Required tasks >>
(1) In the Tokyo Olympics column, which broadcaster commentated more than 10 hours across both road races?
(2) Print the part of the Tokyo Olympics column that opens with the words containing "In hindsight, many" and closes with "the TV remote.".

Study text >>
────────────────────────────────────────

Tokyo Olympics 2020: Andrew Alderson – Eight things that saved the Games in the first eight days

The Tokyo Games appear to have been saved by the force of humanity.

Ignore the medals, the pomp and the International Olympic Committee’s corporate bulldozer.

The governing body effectively pulled rank on Japanese sovereignty to keep the asterisked event from becoming an historical void.

In hindsight, many sports fans will be grateful*.

Cue the joy of watching wall-to-wall sport, the idiosyncrasies of unfamiliar disciplines and the provision of the best babysitter since grandparents.

Seeing the Games through the eyes of children rekindles why sport can be fun, particularly when there’s a banquet on offer via the TV remote.

The event officially opened eight days ago so here are eight moments which captivated.

1. Dressage dancing

How do these riders and their mounts synchronise routines to music? Clippity-clop, our equine friends boogied their way across the ring to Genesis’ “Follow You, Follow Me”, Barry Manilow’s “Copacabana” and Madonna’s “Holiday”. The human athletes also looked resplendent sporting blazers in dripping humidity as a nod to the sport’s military origins.

2. A hurt box of road cycling analogies

Commentating any sport well for hours on end requires dedication and imagination. Enter New Zealand broadcaster Mark Watson. He’s been a Games regular since Beijing and injected such pep into more than 10 hours across both road races. In an oral breakaway from the verbal peloton he had riders “pedalling in squares”, “breathing razor blades” and experiencing “bonfires in their legs”. The concept of not eating an elephant whole but carving it into small pieces was a touch unpalatable in this era of wildlife conservation yet, ironically, brought the races to life.

Full Kiwi schedule below. Click on a name to see athlete’s bio, upcoming events, past Games performance and medal chance.

3. Dean Boxall's Ultimate Warrior impersonation

Perhaps one for those at primary school in the late 1980s. The sight of the Australian swimming coach thrusting repeatedly against a glass poolside balustrade after Ariarne Titmus’ 400m freestyle victory will have rekindled memories of the former masked professional wrestler throttling the top-ring rope pre-bout. What a hilariously Neanderthal response. However, in the age of Covid and keeping with the Ultimate Warrior theme, he perhaps should have kept the mask on like the late Jim Hellwig as his blond locks drafted behind him.

4. Trailblazers

As New Zealanders are encouraged to get out and enjoy the outdoors, mountain biking is relevant. The skills on show, the stamina required to execute them and the need for alertness to prevent others passing made for compelling viewing. The strategic and occasionally sadistic course design, especially with rock placements, also earned kudos. A close silver on the podium here would be canoe slalom. Kipling’s “heart and nerve and sinew” were pre-requisites as athletes wrestled with their boats and paddles.

5. Encouraging "yoof"

────────────────────────────────────────

Entries shown >>
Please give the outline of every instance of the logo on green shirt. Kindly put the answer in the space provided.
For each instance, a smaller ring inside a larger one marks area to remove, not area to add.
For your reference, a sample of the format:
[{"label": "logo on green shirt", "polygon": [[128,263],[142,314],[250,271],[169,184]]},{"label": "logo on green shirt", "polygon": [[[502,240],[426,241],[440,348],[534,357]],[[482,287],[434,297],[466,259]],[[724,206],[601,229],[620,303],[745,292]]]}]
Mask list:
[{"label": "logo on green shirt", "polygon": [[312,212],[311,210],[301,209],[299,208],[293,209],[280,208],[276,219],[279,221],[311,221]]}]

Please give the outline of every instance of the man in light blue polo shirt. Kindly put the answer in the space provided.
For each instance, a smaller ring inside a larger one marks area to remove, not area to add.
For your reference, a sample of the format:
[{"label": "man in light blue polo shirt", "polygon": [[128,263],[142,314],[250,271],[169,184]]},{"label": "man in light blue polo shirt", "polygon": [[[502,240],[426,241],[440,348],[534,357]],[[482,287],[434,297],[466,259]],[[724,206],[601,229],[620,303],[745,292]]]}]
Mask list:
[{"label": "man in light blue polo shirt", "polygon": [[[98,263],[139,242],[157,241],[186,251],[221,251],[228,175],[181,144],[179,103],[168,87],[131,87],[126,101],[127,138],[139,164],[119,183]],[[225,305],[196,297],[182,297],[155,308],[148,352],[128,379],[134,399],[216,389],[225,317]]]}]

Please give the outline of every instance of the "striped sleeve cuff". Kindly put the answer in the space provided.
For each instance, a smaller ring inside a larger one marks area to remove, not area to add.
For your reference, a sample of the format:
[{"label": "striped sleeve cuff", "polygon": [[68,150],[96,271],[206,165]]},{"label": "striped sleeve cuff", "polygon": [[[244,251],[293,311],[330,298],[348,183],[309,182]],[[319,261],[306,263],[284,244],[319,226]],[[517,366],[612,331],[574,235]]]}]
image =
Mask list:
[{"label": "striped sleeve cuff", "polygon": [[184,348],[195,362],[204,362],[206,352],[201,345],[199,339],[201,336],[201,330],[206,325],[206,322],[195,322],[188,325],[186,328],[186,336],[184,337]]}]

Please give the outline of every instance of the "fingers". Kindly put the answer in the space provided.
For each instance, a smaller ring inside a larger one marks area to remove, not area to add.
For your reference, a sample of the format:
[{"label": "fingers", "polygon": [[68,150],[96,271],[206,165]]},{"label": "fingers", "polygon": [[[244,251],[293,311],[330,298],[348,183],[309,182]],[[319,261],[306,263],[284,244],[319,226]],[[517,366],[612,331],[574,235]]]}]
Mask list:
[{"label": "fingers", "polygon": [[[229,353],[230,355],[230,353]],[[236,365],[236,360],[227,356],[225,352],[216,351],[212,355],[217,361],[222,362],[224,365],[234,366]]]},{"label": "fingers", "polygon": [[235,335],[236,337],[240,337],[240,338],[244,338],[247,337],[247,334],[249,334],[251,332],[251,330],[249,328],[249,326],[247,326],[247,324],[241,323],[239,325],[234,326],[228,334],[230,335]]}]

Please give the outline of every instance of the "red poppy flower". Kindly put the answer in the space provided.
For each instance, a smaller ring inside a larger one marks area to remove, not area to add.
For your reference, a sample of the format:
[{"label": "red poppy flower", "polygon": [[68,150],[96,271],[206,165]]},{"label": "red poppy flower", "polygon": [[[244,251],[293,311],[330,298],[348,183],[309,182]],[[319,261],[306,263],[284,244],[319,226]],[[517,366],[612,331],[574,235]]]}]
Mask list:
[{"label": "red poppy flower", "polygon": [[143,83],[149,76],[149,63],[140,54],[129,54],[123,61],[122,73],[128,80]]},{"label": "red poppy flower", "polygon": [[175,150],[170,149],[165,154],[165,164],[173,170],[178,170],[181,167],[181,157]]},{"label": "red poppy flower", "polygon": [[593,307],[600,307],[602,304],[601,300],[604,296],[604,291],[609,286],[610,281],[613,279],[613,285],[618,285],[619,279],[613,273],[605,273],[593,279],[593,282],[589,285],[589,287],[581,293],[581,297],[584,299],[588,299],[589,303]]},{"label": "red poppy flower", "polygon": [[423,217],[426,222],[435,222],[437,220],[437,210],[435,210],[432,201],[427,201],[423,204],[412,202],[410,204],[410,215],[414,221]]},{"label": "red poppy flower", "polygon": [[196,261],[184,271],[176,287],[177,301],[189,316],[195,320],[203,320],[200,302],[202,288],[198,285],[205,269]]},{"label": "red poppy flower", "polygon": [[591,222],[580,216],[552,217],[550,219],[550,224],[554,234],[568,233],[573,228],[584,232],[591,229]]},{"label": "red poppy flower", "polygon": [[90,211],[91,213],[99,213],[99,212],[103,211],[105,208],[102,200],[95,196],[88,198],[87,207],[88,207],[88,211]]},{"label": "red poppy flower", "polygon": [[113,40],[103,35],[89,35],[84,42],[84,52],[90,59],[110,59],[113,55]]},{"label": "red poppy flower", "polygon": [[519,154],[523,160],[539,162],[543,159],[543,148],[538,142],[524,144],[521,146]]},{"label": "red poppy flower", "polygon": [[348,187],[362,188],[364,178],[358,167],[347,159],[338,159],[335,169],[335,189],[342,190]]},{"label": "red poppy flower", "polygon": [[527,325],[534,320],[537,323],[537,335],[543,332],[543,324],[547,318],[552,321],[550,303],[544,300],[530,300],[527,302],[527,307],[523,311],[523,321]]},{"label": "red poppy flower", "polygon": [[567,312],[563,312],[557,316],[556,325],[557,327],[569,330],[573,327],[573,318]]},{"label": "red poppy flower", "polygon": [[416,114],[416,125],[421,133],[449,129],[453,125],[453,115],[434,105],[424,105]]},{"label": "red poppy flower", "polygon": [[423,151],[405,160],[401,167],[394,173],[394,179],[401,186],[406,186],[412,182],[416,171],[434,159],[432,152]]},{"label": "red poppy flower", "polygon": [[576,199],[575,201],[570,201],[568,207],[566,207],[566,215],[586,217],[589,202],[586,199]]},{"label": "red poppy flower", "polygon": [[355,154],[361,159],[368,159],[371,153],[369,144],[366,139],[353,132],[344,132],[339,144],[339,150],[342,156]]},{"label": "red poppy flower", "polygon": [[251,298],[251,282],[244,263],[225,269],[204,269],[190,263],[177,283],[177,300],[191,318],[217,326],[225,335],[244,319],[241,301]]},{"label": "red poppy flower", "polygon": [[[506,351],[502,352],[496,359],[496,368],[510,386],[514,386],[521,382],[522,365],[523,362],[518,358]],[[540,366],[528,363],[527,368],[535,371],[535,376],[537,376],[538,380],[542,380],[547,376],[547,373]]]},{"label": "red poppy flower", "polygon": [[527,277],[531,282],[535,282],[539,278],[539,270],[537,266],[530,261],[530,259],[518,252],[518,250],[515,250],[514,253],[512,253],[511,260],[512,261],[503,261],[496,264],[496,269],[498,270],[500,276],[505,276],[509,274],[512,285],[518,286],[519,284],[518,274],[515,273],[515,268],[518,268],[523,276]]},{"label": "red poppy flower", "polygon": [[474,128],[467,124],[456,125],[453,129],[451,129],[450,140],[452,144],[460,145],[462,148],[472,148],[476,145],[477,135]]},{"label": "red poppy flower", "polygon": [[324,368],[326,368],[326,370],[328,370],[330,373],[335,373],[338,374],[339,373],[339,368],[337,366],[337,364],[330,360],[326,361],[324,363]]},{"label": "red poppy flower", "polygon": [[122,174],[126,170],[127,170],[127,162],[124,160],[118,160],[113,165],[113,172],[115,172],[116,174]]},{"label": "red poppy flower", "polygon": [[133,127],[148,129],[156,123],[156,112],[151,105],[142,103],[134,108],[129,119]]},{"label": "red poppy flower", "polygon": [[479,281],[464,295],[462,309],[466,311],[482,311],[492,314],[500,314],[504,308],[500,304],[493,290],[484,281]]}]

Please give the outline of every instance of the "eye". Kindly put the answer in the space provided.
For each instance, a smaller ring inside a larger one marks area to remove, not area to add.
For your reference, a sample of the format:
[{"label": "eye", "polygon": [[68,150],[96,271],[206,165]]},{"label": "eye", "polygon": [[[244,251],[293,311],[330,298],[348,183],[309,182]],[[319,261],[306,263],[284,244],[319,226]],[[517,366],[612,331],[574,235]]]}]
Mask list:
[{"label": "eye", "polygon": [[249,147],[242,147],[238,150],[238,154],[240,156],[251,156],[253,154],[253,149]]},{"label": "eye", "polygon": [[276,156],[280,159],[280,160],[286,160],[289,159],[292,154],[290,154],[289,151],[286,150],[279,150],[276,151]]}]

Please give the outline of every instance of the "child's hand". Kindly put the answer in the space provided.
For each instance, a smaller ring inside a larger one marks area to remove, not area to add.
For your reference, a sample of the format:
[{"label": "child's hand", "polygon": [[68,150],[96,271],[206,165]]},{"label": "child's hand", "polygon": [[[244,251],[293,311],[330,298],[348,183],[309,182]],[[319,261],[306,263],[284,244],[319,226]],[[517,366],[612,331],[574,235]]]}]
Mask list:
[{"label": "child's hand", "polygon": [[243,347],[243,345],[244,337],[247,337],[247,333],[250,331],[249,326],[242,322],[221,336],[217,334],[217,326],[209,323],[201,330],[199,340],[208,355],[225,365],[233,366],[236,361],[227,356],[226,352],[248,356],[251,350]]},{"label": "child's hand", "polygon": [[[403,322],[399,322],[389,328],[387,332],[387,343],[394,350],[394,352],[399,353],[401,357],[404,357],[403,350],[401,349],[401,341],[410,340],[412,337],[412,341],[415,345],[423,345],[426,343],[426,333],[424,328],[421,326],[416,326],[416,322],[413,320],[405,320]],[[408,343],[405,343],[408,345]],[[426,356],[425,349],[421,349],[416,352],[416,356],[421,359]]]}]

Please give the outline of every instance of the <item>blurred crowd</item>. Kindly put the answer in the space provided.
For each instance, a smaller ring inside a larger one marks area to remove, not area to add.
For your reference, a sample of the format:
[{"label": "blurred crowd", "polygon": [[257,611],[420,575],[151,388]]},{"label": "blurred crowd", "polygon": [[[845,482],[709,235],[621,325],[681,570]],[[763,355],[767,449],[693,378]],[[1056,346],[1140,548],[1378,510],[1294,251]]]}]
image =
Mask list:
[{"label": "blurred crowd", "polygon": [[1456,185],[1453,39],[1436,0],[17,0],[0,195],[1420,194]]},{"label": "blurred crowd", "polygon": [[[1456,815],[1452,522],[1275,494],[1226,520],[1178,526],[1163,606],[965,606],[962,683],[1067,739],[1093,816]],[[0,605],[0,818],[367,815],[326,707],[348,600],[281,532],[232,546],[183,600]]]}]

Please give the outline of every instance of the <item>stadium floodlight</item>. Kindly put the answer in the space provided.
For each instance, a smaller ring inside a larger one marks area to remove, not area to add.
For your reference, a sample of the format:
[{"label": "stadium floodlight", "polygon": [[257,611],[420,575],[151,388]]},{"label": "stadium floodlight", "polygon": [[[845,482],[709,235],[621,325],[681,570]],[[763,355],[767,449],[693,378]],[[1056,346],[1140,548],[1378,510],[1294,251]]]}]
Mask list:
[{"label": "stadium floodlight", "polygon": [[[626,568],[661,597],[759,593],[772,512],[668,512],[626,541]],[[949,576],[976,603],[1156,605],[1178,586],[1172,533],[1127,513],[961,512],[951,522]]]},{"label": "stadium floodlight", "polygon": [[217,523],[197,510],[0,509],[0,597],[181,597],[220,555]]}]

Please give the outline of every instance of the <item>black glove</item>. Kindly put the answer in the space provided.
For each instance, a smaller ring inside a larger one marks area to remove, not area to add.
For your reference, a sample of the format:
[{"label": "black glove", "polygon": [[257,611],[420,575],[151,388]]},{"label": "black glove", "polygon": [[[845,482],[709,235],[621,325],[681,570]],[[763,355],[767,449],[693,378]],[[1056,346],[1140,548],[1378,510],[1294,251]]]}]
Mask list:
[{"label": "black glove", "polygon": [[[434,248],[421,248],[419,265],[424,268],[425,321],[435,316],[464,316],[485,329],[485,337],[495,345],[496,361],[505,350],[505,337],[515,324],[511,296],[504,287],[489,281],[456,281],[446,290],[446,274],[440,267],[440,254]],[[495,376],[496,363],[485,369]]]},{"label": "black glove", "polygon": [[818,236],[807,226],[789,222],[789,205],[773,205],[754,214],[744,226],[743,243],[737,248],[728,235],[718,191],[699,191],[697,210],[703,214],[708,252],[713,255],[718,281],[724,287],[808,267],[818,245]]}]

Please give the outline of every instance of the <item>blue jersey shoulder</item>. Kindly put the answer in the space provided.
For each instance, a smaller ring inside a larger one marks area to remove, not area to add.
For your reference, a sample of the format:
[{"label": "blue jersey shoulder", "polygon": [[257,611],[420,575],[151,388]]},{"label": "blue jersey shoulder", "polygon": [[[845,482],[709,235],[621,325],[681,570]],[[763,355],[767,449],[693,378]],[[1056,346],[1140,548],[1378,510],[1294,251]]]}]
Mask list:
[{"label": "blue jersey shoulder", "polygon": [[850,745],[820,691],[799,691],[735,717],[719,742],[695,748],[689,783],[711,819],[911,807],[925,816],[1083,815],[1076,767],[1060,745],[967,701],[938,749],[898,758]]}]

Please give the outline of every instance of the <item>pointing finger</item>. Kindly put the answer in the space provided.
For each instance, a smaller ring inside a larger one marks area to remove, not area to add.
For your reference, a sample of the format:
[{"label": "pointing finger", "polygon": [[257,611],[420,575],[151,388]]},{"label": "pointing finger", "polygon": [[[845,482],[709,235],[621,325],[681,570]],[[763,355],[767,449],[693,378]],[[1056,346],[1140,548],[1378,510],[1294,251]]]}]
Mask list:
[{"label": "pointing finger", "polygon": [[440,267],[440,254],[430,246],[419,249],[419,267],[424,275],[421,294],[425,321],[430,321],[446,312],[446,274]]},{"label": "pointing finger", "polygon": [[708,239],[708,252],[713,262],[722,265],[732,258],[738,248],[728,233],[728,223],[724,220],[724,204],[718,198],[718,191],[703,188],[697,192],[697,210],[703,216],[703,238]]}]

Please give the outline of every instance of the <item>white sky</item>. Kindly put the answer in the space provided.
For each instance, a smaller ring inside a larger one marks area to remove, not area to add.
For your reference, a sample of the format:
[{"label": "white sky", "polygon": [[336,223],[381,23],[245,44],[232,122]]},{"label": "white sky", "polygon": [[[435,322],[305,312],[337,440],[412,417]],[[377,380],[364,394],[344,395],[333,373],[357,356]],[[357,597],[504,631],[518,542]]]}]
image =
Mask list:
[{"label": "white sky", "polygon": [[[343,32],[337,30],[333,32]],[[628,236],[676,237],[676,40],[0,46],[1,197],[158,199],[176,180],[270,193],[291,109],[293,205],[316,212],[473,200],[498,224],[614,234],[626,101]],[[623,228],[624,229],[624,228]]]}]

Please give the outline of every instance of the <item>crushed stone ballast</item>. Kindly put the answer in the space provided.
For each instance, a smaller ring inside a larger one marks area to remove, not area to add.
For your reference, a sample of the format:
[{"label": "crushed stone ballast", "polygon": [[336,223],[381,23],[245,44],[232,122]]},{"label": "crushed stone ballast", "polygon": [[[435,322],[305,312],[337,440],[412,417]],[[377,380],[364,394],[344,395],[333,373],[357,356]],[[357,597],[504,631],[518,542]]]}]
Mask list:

────────────────────────────────────────

Task-by-task outputs >>
(1) Mark Watson, a New Zealand broadcaster.

(2)
In hindsight, many sports fans will be grateful*.

Cue the joy of watching wall-to-wall sport, the idiosyncrasies of unfamiliar disciplines and the provision of the best babysitter since grandparents.

Seeing the Games through the eyes of children rekindles why sport can be fun, particularly when there’s a banquet on offer via the TV remote.